— Start —
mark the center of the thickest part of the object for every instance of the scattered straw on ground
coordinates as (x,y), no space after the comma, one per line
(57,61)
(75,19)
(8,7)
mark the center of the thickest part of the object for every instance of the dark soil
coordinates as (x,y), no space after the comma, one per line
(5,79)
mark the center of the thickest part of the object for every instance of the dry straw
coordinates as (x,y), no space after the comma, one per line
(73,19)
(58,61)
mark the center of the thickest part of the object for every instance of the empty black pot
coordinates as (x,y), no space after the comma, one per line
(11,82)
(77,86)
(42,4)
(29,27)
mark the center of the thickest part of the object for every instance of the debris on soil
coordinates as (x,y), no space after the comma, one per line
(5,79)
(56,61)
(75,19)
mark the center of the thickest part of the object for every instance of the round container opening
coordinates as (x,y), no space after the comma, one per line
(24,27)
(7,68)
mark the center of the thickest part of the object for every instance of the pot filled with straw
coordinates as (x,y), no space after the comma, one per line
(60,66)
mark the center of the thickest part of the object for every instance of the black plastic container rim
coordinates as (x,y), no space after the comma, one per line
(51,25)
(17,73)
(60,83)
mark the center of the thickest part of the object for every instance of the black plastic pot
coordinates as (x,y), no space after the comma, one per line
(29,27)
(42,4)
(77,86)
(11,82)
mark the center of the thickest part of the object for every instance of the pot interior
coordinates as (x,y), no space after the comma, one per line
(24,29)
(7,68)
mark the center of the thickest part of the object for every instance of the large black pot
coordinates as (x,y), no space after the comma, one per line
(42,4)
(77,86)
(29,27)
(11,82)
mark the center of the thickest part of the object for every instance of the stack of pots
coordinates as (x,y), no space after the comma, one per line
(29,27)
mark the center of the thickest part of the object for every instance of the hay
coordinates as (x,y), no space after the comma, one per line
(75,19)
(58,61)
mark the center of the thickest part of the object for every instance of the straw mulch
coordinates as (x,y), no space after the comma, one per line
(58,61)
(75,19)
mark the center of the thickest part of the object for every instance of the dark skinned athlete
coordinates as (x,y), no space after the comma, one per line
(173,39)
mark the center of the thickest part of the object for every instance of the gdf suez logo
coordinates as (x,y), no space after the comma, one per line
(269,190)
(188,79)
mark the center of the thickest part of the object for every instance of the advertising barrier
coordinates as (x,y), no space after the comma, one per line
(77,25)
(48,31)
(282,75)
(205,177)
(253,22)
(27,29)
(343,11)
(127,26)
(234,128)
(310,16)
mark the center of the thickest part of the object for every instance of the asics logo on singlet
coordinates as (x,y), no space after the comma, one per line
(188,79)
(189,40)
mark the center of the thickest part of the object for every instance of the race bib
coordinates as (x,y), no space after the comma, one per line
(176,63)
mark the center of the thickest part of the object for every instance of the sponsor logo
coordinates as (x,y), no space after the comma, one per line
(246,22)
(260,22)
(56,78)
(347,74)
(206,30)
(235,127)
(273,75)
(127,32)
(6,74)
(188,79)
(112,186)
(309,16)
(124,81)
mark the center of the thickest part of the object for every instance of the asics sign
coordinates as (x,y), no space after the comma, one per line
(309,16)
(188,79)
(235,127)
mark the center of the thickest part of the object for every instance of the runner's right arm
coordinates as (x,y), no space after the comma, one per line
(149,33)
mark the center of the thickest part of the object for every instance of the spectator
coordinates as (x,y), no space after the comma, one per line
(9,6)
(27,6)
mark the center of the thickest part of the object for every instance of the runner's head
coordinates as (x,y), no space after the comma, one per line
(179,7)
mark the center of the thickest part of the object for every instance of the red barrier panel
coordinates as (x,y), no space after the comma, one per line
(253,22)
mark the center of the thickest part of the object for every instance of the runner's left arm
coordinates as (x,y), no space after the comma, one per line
— End —
• Exercise details:
Reproduce all of the entries above line for line, without changing a single character.

• Correct answer:
mark the center of the thickest part of the object for every instance of the scattered straw on ground
coordinates as (x,y), no space after the comma, one per line
(57,61)
(75,19)
(8,7)
mark the center of the thickest part of the object for every instance of the dark soil
coordinates as (x,y), no space after the comma, one per line
(5,79)
mark the center of the thickest part of the object for every instance of the dry straw
coordinates as (x,y), no space after the comma, one per line
(73,19)
(58,61)
mark the center of the thickest part of the object for every instance of the empty black pot
coordinates as (x,y), no space after the comma, one per line
(11,82)
(77,86)
(42,4)
(29,27)
mark the center of the thickest part of the object for every instance of the debris on soil
coordinates as (x,y), no space after the comma, one per line
(5,79)
(56,61)
(75,19)
mark the center of the thickest part of the object for every instance of the round container opening
coordinates as (x,y), no space after the comma, one per line
(24,27)
(7,68)
mark the center of the thickest part of the object for every instance of the pot filled with straw
coordinates as (x,y), no space after the comma, one per line
(60,66)
mark the center of the thickest part of the object for every instance of the black plastic container rim
coordinates as (x,y), no space after the comma, one per line
(51,25)
(17,73)
(60,83)
mark the center of the thickest part of the object for every instance of the black plastic pot
coordinates as (x,y), no space after the comma, one per line
(29,27)
(42,4)
(77,86)
(11,82)
mark the center of the thickest part of the object for every instance of the pot interior
coordinates as (x,y), no space after the comma, one per line
(24,29)
(7,68)
mark the center of the thickest part of the object for every instance of the large black pot
coordinates as (x,y), no space after the comma, one per line
(42,4)
(77,86)
(29,27)
(11,82)
mark the center of the thickest part of the object for every instance of the stack of pots
coordinates as (x,y), no space after the comma, one per line
(29,27)
mark the center of the thickest part of the object for every instance of the hay
coordinates as (x,y), no space after the comma, one per line
(75,19)
(58,61)
mark the center of the thickest part of the object for every instance of the straw mulch
coordinates as (x,y), no space after the comma, one per line
(58,61)
(75,19)
mark the center of the thickest part of the object for every instance of the dark skinned athlete
coordinates as (x,y), no space after the comma, one per line
(173,39)
mark the center of the thickest part of the object for every instance of the gdf suez logo
coordinates as (x,y), no space after the comma, one per line
(269,190)
(188,79)
mark the center of the thickest part of the object for every instance of the advertising barrier
coordinates as (x,y), no space after the comma, one per line
(77,25)
(48,31)
(282,75)
(205,177)
(253,22)
(27,29)
(343,11)
(127,26)
(234,128)
(310,16)
mark the center of the thickest part of the object for every instance of the asics logo on singlet
coordinates as (x,y), no space after the comma, one per line
(188,79)
(189,40)
mark the center of the thickest part of the object for every instance of the race bib
coordinates as (x,y), no space after the comma, one per line
(176,63)
mark the center of the thickest part of the object for every instance of the sponsor logo
coordinates as (x,y), no space after the comma, one per line
(246,22)
(260,22)
(56,78)
(347,74)
(206,30)
(235,127)
(273,75)
(127,32)
(6,74)
(188,79)
(112,186)
(309,16)
(124,81)
mark the center of the thickest part of the object for every instance of the asics sign
coordinates as (x,y), no space after the comma, one per line
(309,16)
(188,79)
(235,127)
mark the center of the thickest part of the object for every instance of the runner's right arm
coordinates as (x,y), no space after the comma, one per line
(149,33)
mark the center of the thickest part of the object for every instance of the spectator
coordinates as (x,y), no space after the comma, one per line
(9,6)
(27,6)
mark the center of the thickest part of the object for every instance of the runner's head
coordinates as (x,y), no space after the comma, one per line
(179,7)
mark the center of the thickest part of the object for every instance of the red barrier panel
coordinates as (x,y), no space after the comma, one per line
(253,22)
mark the center of the thickest part of the object for every instance of the runner's left arm
coordinates as (x,y), no space after the comma, one per line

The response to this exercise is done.